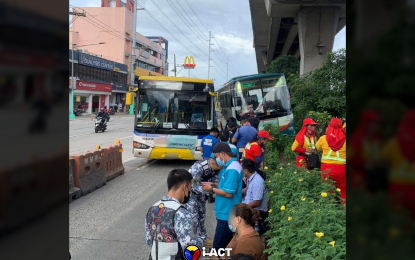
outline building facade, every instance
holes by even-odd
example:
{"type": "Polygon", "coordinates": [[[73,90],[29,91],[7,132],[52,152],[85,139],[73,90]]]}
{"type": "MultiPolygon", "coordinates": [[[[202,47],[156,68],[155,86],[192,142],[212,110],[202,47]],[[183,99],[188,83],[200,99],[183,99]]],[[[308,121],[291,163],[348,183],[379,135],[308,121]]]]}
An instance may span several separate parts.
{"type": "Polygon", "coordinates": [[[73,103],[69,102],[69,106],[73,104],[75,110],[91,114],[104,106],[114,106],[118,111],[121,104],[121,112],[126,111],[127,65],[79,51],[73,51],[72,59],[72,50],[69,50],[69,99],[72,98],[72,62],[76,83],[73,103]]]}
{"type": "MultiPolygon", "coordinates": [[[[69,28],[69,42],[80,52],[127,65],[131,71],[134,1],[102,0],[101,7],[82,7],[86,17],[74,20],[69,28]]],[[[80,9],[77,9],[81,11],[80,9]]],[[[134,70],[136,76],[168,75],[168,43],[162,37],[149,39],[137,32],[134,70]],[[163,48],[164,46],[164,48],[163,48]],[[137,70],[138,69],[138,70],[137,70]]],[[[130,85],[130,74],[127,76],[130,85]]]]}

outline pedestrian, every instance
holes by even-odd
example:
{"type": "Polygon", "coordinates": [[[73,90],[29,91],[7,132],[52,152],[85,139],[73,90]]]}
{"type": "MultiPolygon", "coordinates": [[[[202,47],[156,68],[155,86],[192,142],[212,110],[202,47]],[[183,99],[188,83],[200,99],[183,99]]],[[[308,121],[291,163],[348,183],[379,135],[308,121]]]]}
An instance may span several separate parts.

--*--

AIM OF THE EXERCISE:
Rewrite the rows above as a single numbered list, one line per item, with the blank lines dropped and the pictures left out.

FULL RESPONSE:
1. outline building facade, every instance
2. holes by even-odd
3. example:
4. {"type": "Polygon", "coordinates": [[[73,90],[29,91],[7,132],[52,152],[85,139],[73,90]]]}
5. {"type": "MultiPolygon", "coordinates": [[[[202,47],[156,68],[155,86],[192,142],[212,110],[202,47]],[[183,99],[188,83],[200,99],[183,99]]],[[[308,121],[291,163],[348,183],[379,135],[308,121]]]]}
6. An instance may span several separate parts.
7. {"type": "Polygon", "coordinates": [[[73,103],[69,102],[69,106],[73,104],[75,110],[91,114],[104,106],[114,106],[118,111],[121,104],[121,112],[126,111],[127,65],[79,51],[73,51],[72,59],[72,50],[69,50],[69,99],[72,98],[72,62],[76,83],[73,103]]]}
8. {"type": "MultiPolygon", "coordinates": [[[[69,28],[69,42],[80,52],[127,65],[131,71],[134,1],[102,0],[101,7],[82,7],[86,17],[74,20],[69,28]]],[[[80,9],[77,9],[81,11],[80,9]]],[[[134,70],[136,76],[168,75],[168,43],[162,37],[149,39],[137,32],[134,70]],[[163,48],[164,46],[164,48],[163,48]],[[137,70],[138,69],[138,70],[137,70]]],[[[130,85],[130,74],[127,76],[130,85]]]]}
9. outline pedestrian, every instance
10. holes by even-odd
11. example:
12. {"type": "Polygon", "coordinates": [[[73,90],[29,91],[7,132],[52,152],[85,139],[73,90]]]}
13. {"type": "MultiPolygon", "coordinates": [[[[202,47],[156,68],[155,86],[192,142],[212,110],[202,47]],[[183,99],[188,83],[200,99],[183,99]]],[[[308,121],[291,163],[348,183],[379,135],[308,121]]]]}
14. An instance may span several separate parts.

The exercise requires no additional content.